GIVEN INSTRUCTION: Quote, without any change, the line that contains "Every instance of the stadium stand" and all lines that follow it to the end of the data below.

RECORDS SHOWN:
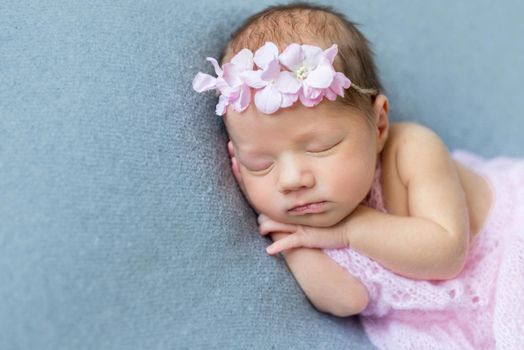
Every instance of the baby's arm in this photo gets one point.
(327, 285)
(432, 240)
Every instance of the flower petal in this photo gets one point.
(330, 94)
(243, 99)
(266, 54)
(215, 64)
(268, 100)
(331, 53)
(243, 60)
(287, 83)
(288, 99)
(311, 54)
(222, 105)
(310, 102)
(253, 78)
(292, 57)
(204, 82)
(310, 92)
(272, 70)
(232, 75)
(321, 77)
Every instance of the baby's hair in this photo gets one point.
(306, 23)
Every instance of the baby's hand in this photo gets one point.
(288, 236)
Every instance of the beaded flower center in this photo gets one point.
(302, 72)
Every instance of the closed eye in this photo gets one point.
(325, 149)
(260, 171)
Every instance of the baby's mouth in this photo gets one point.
(308, 208)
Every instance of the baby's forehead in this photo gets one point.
(250, 132)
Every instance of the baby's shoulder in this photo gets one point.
(408, 133)
(410, 146)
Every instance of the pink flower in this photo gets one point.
(232, 88)
(310, 77)
(313, 68)
(276, 88)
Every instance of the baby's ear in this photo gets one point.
(380, 112)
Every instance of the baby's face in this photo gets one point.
(300, 155)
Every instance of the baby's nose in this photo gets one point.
(294, 175)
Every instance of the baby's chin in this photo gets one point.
(325, 219)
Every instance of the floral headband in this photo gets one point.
(309, 77)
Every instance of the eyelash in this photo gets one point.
(325, 149)
(268, 169)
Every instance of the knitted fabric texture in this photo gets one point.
(481, 307)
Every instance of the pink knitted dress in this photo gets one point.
(483, 307)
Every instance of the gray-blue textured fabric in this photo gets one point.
(120, 224)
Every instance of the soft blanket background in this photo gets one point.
(120, 224)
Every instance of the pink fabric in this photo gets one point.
(483, 307)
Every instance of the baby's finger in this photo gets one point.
(289, 242)
(269, 226)
(230, 149)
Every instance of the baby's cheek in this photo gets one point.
(258, 194)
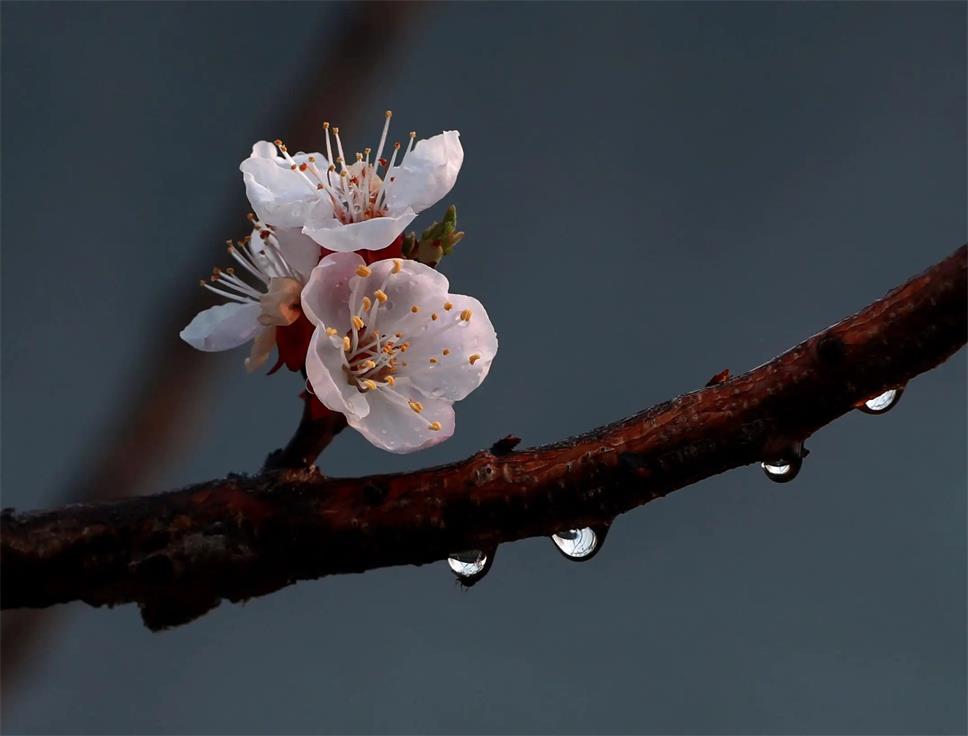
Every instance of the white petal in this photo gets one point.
(279, 195)
(325, 299)
(324, 368)
(427, 174)
(301, 253)
(374, 234)
(395, 427)
(452, 376)
(223, 327)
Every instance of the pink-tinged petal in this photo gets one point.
(279, 195)
(300, 252)
(326, 297)
(324, 368)
(427, 174)
(453, 355)
(393, 426)
(415, 285)
(223, 327)
(374, 234)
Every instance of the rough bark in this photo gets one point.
(179, 554)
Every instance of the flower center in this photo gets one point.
(356, 191)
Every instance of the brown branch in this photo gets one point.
(179, 554)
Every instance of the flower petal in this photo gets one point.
(279, 195)
(324, 368)
(373, 234)
(470, 347)
(325, 298)
(301, 253)
(393, 426)
(427, 174)
(223, 327)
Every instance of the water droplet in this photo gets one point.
(883, 402)
(786, 468)
(579, 544)
(470, 566)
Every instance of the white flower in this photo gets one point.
(280, 261)
(392, 350)
(349, 207)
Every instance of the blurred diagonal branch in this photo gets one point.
(179, 554)
(148, 425)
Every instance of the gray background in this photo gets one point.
(686, 186)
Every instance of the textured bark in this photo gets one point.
(179, 554)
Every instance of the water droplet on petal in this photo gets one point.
(882, 402)
(470, 566)
(579, 544)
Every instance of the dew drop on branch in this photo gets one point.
(470, 566)
(785, 469)
(882, 403)
(579, 544)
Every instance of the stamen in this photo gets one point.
(329, 149)
(383, 138)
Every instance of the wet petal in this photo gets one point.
(223, 327)
(324, 368)
(325, 299)
(427, 174)
(393, 426)
(374, 234)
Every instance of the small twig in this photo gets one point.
(312, 436)
(179, 554)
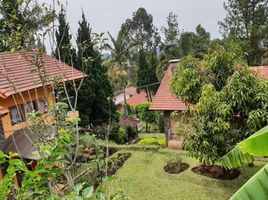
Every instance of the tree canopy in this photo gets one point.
(247, 22)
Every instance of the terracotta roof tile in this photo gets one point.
(3, 110)
(130, 90)
(18, 73)
(261, 70)
(137, 99)
(164, 99)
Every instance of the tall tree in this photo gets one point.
(141, 30)
(153, 62)
(143, 73)
(64, 50)
(247, 21)
(93, 103)
(170, 48)
(195, 42)
(172, 31)
(21, 23)
(201, 41)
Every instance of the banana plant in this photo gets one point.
(244, 152)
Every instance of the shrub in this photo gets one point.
(131, 133)
(121, 136)
(175, 161)
(145, 114)
(153, 141)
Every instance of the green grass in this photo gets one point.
(151, 135)
(142, 177)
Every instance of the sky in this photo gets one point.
(108, 15)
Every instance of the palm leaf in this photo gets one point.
(254, 188)
(235, 159)
(255, 145)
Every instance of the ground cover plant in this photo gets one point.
(143, 177)
(228, 103)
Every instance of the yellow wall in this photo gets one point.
(17, 99)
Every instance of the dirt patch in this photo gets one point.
(217, 172)
(174, 168)
(115, 163)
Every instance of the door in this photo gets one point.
(2, 136)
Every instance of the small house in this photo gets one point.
(24, 88)
(165, 101)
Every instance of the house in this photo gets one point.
(165, 101)
(133, 97)
(24, 87)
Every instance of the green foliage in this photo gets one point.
(153, 141)
(221, 63)
(178, 160)
(170, 48)
(196, 43)
(122, 136)
(141, 30)
(188, 80)
(209, 140)
(254, 188)
(161, 123)
(145, 114)
(64, 50)
(247, 95)
(21, 24)
(143, 73)
(94, 103)
(247, 22)
(255, 145)
(131, 133)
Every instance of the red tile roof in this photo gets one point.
(137, 99)
(3, 110)
(261, 70)
(18, 72)
(130, 90)
(164, 99)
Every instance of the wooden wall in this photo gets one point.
(22, 98)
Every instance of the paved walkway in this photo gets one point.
(175, 144)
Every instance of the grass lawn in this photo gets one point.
(142, 177)
(151, 135)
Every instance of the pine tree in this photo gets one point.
(153, 63)
(93, 102)
(64, 50)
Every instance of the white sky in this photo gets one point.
(108, 15)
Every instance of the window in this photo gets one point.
(28, 107)
(42, 105)
(16, 115)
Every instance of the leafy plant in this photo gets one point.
(153, 141)
(145, 114)
(255, 145)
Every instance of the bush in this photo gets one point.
(131, 133)
(101, 131)
(153, 141)
(121, 136)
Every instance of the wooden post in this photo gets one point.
(167, 124)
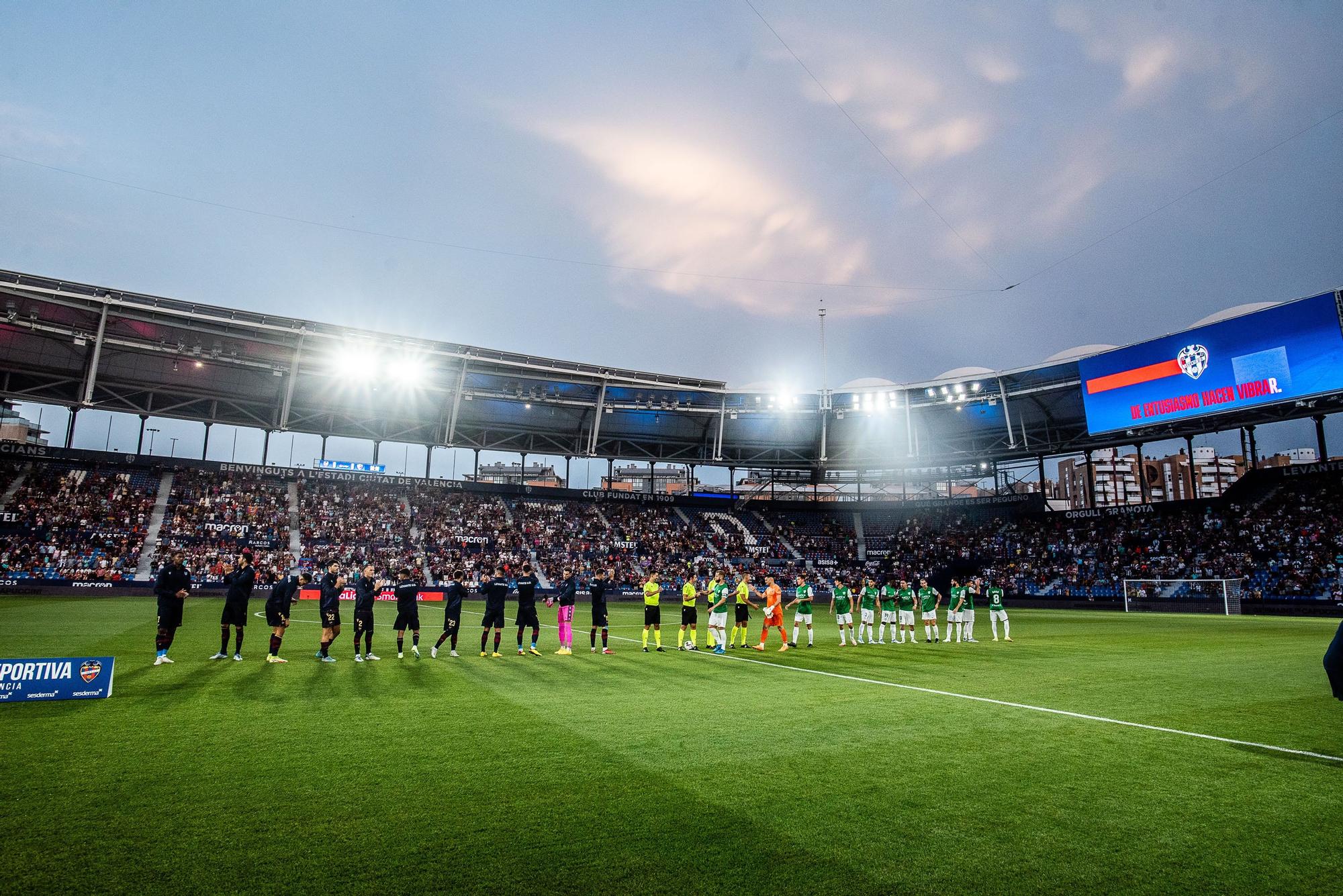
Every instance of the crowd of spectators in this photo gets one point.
(212, 517)
(88, 522)
(357, 524)
(73, 522)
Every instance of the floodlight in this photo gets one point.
(408, 372)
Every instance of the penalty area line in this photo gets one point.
(989, 701)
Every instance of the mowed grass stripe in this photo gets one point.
(960, 697)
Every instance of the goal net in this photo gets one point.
(1183, 596)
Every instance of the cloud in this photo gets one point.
(675, 201)
(25, 128)
(994, 66)
(1157, 56)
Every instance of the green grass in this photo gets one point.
(676, 773)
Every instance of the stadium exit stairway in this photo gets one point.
(296, 534)
(144, 569)
(774, 532)
(15, 486)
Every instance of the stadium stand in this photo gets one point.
(213, 517)
(79, 522)
(72, 521)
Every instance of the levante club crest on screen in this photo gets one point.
(1193, 361)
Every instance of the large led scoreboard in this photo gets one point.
(1293, 350)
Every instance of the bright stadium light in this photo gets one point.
(353, 361)
(408, 372)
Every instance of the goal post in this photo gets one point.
(1184, 596)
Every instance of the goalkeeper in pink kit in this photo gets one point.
(567, 597)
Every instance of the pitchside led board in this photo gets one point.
(66, 678)
(1287, 352)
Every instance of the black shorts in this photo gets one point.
(170, 612)
(234, 615)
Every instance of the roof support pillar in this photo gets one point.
(451, 436)
(597, 419)
(289, 384)
(92, 373)
(723, 415)
(1003, 395)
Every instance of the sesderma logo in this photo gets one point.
(37, 671)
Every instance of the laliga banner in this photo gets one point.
(69, 678)
(1287, 352)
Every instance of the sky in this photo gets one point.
(954, 148)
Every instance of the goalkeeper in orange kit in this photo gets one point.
(773, 613)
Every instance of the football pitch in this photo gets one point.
(676, 773)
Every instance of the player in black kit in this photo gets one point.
(408, 612)
(527, 609)
(597, 588)
(366, 592)
(171, 588)
(277, 611)
(453, 596)
(496, 593)
(328, 608)
(240, 583)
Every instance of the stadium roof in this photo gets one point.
(87, 346)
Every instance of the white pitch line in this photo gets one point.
(992, 701)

THE OUTPUT:
Every instance of the stadium stand in this photo gets one point.
(213, 517)
(79, 522)
(72, 521)
Every instance of the levante club crest on screen in this photo gets one point.
(1193, 361)
Every instance of the large led scoreboard in this photo gets one point.
(1293, 350)
Every instance of the bright stadium light in this photo gets one point.
(353, 361)
(408, 372)
Every instance of the goal post in this photo gets one point.
(1184, 596)
Every instance of the goalkeeper in pink kit in this photo gets one point.
(567, 597)
Every instance of the pitchside led board in this photo gets one point.
(66, 678)
(1287, 352)
Every instance of the black shorts in this photo gets one point.
(170, 612)
(234, 615)
Every instance of the roof support pillar in this photo gets one point.
(451, 436)
(597, 419)
(289, 384)
(92, 373)
(723, 415)
(1003, 395)
Every instance of the sesderma logo in this photo gets one point.
(37, 671)
Every instance of the laliga banner in this photo gets one point.
(69, 678)
(1287, 352)
Every instance of the sky in this photo gets one point.
(954, 148)
Every instance of the goalkeeper in orange kit in this photo gets one point.
(773, 613)
Every instance of the football pitch in this photo gets one point.
(676, 773)
Every instance of the player in black kit in this photo gets one point.
(408, 612)
(527, 609)
(597, 588)
(366, 592)
(171, 588)
(277, 611)
(453, 596)
(496, 593)
(328, 608)
(240, 583)
Every instance of the stadium roof in this photo gets one point.
(87, 346)
Every instance of the white pitch line in this photo gets one point.
(992, 701)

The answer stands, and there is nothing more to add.